# Drill Sergeant Campaign Hat Press



## sgtq (Jan 27, 2011)

Hi recently a couple of my Drill Sergeant buddies asked me if I could make them some Hat Presses for their Campaign hats, I was wondering if anyone on here has ever made one or maybe has a design or project plan I could use. Thanks for your help


----------



## christopheralan (Mar 19, 2008)

The ones I have seen have 2 peices of ply with a full length hinge on one end attaching the two. The top one has a hole cut out for the hat to fit in. I have also seen them with wing nuts on the other end to tighten the boards together. I will see if I can find one from the guys I work with.


----------



## sgtq (Jan 27, 2011)

Thanks chris I appreciate the help.


----------



## sgtq (Jan 27, 2011)

So I just about have my first one finished I'll post it soon but I appreciate your help chris it gave me a good start.


----------



## christopheralan (Mar 19, 2008)

Yeah, sorry I couldn't get any pics. None of the guys I work with were on the drill field. Looking forward to seeing it dude!


----------



## sgtq (Jan 27, 2011)

Finally got them done now everyone wants them with round holes lol.


----------



## sgtq (Jan 27, 2011)

The square ones as we have found out actually work better though.


----------



## christopheralan (Mar 19, 2008)

Awosome man! Are you gifting them of selling them? Couuld be some good money there brotha! Also, if you haven't already, get some business cards and attach them to the bottom so guys can give out your info.


----------



## Dark_Lightning (Nov 20, 2009)

I see you already have a solution. I was going to suggest 1/4" plywood with a thin space the size of the brim thickness. I have one made of press board that I bought many years ago to hold my campaign hat. It is open on one end so you can slide the hat in, rather than having hinges to deal with. It's stored away now, so I'm not going back and making a nice wood one.

◆ **RAW DATA**

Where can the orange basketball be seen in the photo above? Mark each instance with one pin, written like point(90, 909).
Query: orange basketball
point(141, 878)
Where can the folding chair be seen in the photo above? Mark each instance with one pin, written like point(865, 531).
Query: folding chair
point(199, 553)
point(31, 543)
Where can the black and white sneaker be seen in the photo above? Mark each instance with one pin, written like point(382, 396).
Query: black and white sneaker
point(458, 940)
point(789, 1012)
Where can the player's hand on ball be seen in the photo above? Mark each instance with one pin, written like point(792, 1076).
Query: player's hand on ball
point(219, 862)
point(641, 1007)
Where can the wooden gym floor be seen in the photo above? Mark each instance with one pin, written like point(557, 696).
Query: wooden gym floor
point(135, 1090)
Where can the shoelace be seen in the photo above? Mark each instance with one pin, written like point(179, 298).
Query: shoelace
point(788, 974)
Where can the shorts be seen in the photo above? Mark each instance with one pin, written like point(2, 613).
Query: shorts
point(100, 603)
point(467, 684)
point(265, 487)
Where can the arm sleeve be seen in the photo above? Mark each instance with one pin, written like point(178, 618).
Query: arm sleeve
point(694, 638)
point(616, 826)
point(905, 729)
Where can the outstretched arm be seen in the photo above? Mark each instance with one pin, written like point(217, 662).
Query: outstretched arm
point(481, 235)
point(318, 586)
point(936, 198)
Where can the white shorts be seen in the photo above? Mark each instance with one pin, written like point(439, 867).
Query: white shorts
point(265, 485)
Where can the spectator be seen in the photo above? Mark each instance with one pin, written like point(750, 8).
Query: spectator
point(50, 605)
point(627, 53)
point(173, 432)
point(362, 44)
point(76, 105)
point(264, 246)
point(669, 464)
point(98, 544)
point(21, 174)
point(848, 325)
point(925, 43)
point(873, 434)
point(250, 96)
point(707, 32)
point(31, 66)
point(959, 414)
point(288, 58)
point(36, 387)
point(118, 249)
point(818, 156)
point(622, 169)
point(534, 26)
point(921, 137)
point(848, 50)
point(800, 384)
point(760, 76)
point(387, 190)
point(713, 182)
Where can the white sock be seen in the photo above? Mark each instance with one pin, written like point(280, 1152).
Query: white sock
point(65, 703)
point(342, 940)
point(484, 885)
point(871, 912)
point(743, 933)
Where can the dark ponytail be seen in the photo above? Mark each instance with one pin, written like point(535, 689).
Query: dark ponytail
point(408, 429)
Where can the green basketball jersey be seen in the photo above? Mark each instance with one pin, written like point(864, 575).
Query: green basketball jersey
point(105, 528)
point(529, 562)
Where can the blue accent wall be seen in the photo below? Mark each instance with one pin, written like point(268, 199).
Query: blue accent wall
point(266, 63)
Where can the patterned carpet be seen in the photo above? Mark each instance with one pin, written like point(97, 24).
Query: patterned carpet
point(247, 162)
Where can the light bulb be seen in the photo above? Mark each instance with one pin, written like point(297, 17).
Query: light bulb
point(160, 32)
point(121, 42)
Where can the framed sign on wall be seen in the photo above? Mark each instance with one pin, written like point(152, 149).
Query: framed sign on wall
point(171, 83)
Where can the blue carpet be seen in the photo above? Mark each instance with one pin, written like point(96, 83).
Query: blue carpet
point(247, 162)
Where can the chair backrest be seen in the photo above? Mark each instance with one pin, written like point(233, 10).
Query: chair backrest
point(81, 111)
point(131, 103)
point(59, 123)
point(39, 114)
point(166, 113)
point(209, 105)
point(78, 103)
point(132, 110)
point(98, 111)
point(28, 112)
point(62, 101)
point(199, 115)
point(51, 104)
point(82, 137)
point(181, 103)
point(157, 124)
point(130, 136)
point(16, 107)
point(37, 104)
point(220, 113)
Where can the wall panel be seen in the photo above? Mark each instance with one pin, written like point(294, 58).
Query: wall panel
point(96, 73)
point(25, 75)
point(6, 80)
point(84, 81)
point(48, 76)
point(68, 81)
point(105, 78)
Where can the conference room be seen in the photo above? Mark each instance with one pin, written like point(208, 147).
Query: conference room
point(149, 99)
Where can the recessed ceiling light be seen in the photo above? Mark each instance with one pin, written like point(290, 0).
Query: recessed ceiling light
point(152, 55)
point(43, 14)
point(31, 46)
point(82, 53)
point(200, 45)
...
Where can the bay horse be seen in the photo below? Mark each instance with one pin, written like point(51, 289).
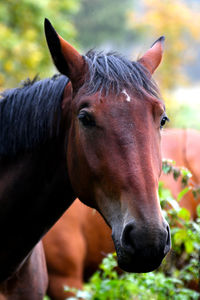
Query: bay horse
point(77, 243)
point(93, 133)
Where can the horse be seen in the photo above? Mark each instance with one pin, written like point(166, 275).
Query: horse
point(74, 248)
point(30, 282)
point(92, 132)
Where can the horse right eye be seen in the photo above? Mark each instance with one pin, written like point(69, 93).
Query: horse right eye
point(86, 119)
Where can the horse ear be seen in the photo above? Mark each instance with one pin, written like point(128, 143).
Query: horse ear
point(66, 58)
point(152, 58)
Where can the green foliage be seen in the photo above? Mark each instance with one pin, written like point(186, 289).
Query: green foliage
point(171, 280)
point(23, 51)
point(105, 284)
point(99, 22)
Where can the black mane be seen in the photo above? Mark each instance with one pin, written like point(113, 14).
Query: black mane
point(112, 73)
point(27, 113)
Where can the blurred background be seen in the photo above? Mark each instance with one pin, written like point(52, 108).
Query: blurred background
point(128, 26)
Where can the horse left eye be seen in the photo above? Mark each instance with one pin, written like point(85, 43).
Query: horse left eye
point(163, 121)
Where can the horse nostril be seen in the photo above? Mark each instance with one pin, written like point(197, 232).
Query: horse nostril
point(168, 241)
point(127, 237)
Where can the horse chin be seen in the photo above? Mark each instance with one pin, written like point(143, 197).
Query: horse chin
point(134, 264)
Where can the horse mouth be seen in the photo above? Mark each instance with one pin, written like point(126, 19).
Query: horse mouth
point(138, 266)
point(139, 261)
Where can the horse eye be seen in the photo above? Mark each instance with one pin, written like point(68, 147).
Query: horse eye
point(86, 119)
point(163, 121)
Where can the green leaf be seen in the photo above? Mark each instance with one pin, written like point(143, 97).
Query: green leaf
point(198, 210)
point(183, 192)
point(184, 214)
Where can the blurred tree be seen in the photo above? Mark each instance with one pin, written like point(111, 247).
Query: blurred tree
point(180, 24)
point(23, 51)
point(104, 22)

◆ **WORK TO COMPLETE**
a) Write out again the part of the hat press thread starting with "The ones I have" and going on through "appreciate the help.".
b) In the hat press thread, what material is the press that Dark_Lightning bought many years ago made of?
c) Carry the forum thread about the campaign hat press forward from its last post.
The material was drawn from a separate source.

◆ **RESULTS IN ORDER**
a)
The ones I have seen have 2 peices of ply with a full length hinge on one end attaching the two. The top one has a hole cut out for the hat to fit in. I have also seen them with wing nuts on the other end to tighten the boards together. I will see if I can find one from the guys I work with.


----------



## sgtq (Jan 27, 2011)

Thanks chris I appreciate the help.

b) It is made of press board.

c)
----------



## sgtq (Jan 27, 2011)

@Chris, I am selling them and I appreciate the idea of the business cards thanks. @Atom I have seen those same presses but these guys asked for something a little more fancy so their wives wouldnt hide them all the time lol I dont know if I accomplished that but they seem to be moving pretty fast.


----------



## jaychaney (Mar 8, 2011)

How much are you selling them for? I am graduating from the US Army Drill Sergeant School this month and do not want the same hat press everyone else has around here. Also, how long would it take to build/ship and what methods of payment do you accept? Thanks.


----------



## sgtq (Jan 27, 2011)

I sell them for 40 dollars, as to shipping I'm not sure but I can check out the post office and see if one of the flat rate boxes will fit it, I can let you know. I would accept paypal if you decided to order. I dont know if you have seen the pics of the completed ones but if not they are on my projects page (I am assuming you have checked them out but if not) I also recently started adding brass handles after a couple of suggestions but that is optional. Do you know where you'll be on the trail at? I am at FLW so if your coming here its even easier but I will still check out shipping. You can also contact me at [email protected]


----------



## jaychaney (Mar 8, 2011)

Unfortunately, I will be at Jackson. Let me know the details on the shipping. I will probably have you ship it to my house at Fort Drum. Brass handle sounds good and if you are able to use a router on the back side so it can be hung on a wall, that would be perfect. Thanks.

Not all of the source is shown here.